When you retype the entries, keep each one exact and leave out the pictures.

** Material shown follows **

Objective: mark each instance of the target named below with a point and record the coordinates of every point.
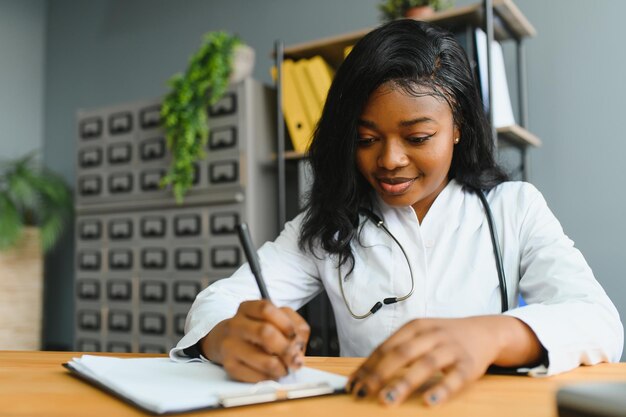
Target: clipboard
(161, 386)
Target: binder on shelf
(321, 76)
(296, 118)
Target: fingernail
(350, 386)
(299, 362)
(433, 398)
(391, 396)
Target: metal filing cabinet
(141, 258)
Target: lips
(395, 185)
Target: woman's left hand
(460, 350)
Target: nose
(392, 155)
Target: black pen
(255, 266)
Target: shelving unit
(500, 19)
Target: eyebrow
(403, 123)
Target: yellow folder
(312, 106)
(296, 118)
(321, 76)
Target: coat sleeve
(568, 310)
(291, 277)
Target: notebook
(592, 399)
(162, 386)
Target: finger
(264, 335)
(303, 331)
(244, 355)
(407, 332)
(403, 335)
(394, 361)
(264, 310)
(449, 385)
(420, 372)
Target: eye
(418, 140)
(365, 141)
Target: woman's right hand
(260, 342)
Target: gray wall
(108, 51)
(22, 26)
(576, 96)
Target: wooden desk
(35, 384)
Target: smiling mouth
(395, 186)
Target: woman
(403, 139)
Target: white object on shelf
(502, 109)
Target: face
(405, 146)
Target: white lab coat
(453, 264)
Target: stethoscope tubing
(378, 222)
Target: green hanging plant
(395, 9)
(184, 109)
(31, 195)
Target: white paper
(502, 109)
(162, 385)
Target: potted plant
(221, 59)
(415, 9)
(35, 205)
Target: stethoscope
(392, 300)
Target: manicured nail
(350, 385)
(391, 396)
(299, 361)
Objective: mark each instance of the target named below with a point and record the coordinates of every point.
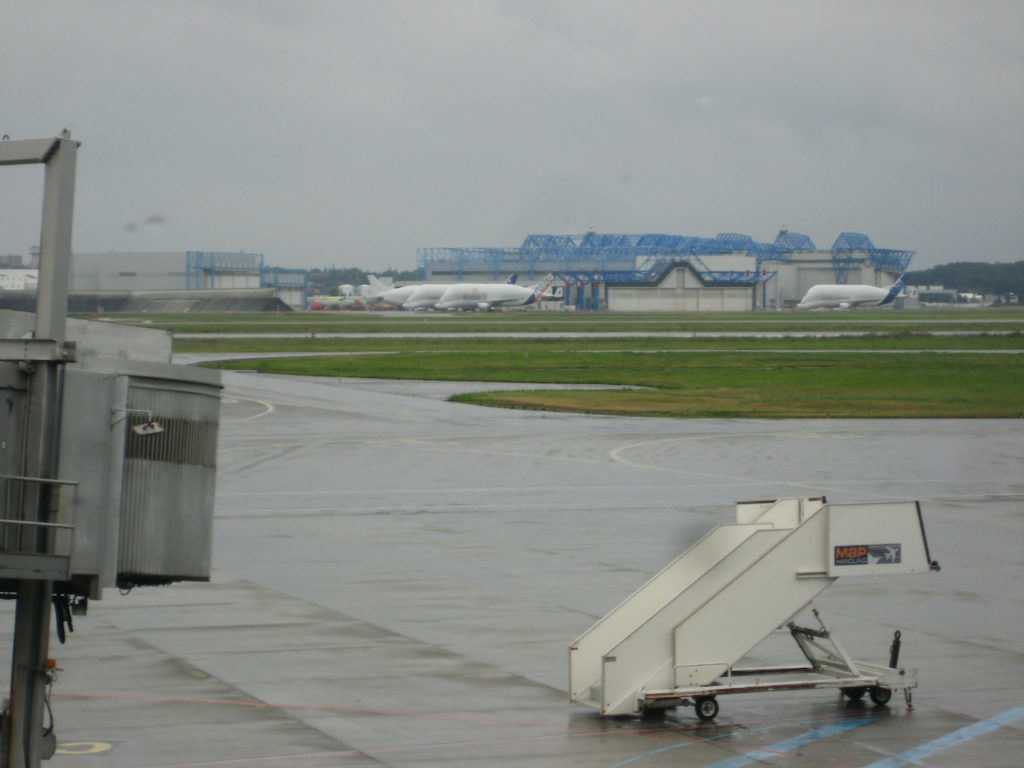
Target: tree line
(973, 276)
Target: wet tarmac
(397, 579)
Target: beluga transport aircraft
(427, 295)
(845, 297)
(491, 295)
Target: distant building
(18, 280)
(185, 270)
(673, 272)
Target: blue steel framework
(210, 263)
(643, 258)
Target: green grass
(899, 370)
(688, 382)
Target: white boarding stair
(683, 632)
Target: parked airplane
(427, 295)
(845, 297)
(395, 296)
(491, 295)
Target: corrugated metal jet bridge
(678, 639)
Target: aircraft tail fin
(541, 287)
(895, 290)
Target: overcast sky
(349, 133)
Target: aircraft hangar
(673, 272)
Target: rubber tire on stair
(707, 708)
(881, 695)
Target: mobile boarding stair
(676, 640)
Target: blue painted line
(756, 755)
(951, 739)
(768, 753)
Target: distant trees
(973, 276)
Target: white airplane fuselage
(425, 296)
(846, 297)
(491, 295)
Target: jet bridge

** End of Material shown **

Completed task »
Objective: mark each instance of the target named below with a point and record the coordinates of every point.
Target: clipboard
(161, 386)
Target: binder on shelf
(321, 76)
(296, 118)
Target: fingernail
(350, 386)
(299, 362)
(433, 398)
(391, 396)
Target: metal filing cabinet
(141, 258)
Target: lips
(395, 185)
Target: woman's left hand
(460, 350)
Target: nose
(392, 155)
Target: black pen
(255, 266)
Target: shelving unit
(500, 19)
Target: eyebrow
(403, 123)
Target: yellow folder
(312, 106)
(296, 118)
(321, 76)
Target: coat sleeve
(568, 310)
(291, 277)
Target: notebook
(592, 399)
(162, 386)
Target: finger
(264, 335)
(303, 331)
(244, 355)
(407, 332)
(403, 335)
(394, 361)
(264, 310)
(449, 385)
(420, 372)
Target: eye
(418, 140)
(365, 141)
Target: woman's right hand
(260, 342)
Target: gray wall
(108, 51)
(22, 26)
(576, 96)
Target: wooden desk
(35, 384)
Target: smiling mouth
(395, 186)
Target: woman
(403, 139)
Target: white object on shelf
(502, 109)
Target: face
(405, 146)
Target: white lab coat
(453, 264)
Target: stethoscope tubing
(378, 222)
Target: green hanging plant
(395, 9)
(184, 109)
(31, 195)
Target: white paper
(502, 109)
(162, 385)
Target: potted plant
(221, 59)
(415, 9)
(35, 205)
Target: stethoscope
(392, 300)
Target: manicured nail
(350, 385)
(391, 396)
(299, 361)
Objective: mark each instance of the target named below with a point and record the coordinates of every point.
Target: tree line
(973, 276)
Target: wet tarmac
(397, 579)
Target: beluga transport aircraft
(427, 295)
(845, 297)
(491, 295)
Target: distant building
(18, 280)
(185, 270)
(673, 272)
Target: blue steel framework
(210, 263)
(643, 258)
Target: green grass
(899, 370)
(688, 382)
Target: white boarding stair
(683, 632)
Target: parked airplane
(427, 295)
(845, 297)
(395, 296)
(491, 295)
Target: corrugated metal jet bridge
(678, 639)
Target: aircraft tail fin
(541, 287)
(895, 290)
Target: overcast sky
(349, 133)
Target: aircraft hangar
(673, 272)
Target: rubber tire on stair
(707, 708)
(881, 695)
Target: mobile boarding stair
(676, 640)
Target: blue painted line
(756, 755)
(951, 739)
(768, 753)
Target: distant trees
(973, 276)
Target: white airplane fuselage
(425, 296)
(846, 297)
(491, 295)
Target: jet bridge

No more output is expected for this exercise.